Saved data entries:

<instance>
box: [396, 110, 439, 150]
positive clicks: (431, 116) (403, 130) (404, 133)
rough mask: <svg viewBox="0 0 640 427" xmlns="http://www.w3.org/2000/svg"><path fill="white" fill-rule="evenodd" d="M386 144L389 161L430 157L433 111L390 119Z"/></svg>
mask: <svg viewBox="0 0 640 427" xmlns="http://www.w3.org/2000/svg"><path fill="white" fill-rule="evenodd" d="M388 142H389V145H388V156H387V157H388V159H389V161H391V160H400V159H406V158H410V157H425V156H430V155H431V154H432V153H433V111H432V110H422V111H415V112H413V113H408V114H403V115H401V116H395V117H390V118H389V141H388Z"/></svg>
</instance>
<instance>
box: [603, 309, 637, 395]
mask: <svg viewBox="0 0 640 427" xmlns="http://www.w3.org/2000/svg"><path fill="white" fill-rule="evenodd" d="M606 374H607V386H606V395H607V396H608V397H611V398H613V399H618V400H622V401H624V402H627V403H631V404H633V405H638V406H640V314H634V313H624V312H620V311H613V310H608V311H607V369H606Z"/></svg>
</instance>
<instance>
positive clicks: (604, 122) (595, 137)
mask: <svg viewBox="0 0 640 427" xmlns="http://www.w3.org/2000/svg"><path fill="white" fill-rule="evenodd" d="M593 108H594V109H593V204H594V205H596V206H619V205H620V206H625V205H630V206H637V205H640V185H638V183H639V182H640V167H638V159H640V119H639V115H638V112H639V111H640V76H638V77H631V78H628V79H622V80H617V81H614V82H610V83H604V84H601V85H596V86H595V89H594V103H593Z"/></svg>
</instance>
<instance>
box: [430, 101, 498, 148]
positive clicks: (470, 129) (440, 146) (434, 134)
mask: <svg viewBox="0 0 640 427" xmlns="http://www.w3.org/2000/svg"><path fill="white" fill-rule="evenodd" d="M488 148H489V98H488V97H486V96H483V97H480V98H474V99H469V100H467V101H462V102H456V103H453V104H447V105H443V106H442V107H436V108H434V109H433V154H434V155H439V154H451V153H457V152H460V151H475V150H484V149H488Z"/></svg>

What you are asked to do:
Return all of the rows above verbatim, changing nothing.

Solution for this exercise:
<instance>
box: [396, 110, 439, 150]
positive clicks: (431, 116) (403, 130) (404, 133)
rough mask: <svg viewBox="0 0 640 427" xmlns="http://www.w3.org/2000/svg"><path fill="white" fill-rule="evenodd" d="M386 144L389 161L430 157L433 111L390 119Z"/></svg>
mask: <svg viewBox="0 0 640 427" xmlns="http://www.w3.org/2000/svg"><path fill="white" fill-rule="evenodd" d="M388 142H389V145H388V156H387V157H388V159H389V161H391V160H400V159H406V158H410V157H425V156H430V155H431V154H432V153H433V111H432V110H422V111H415V112H413V113H408V114H403V115H401V116H395V117H390V118H389V141H388Z"/></svg>
</instance>
<instance>
box: [603, 309, 637, 395]
mask: <svg viewBox="0 0 640 427" xmlns="http://www.w3.org/2000/svg"><path fill="white" fill-rule="evenodd" d="M606 374H607V386H606V395H607V396H608V397H611V398H613V399H618V400H622V401H624V402H627V403H631V404H633V405H638V406H640V314H634V313H624V312H620V311H613V310H608V311H607V369H606Z"/></svg>
</instance>
<instance>
positive clicks: (604, 122) (595, 137)
mask: <svg viewBox="0 0 640 427" xmlns="http://www.w3.org/2000/svg"><path fill="white" fill-rule="evenodd" d="M593 108H594V109H593V204H594V205H596V206H619V205H620V206H625V205H630V206H637V205H640V185H638V183H639V182H640V167H638V159H640V119H639V115H638V112H639V111H640V76H638V77H631V78H628V79H622V80H617V81H614V82H610V83H604V84H601V85H596V86H595V89H594V103H593Z"/></svg>
</instance>
<instance>
box: [430, 101, 498, 148]
positive clicks: (470, 129) (440, 146) (434, 134)
mask: <svg viewBox="0 0 640 427" xmlns="http://www.w3.org/2000/svg"><path fill="white" fill-rule="evenodd" d="M488 148H489V98H488V97H486V96H483V97H480V98H474V99H469V100H467V101H462V102H456V103H453V104H447V105H443V106H442V107H436V108H434V109H433V154H434V155H439V154H451V153H457V152H460V151H475V150H484V149H488Z"/></svg>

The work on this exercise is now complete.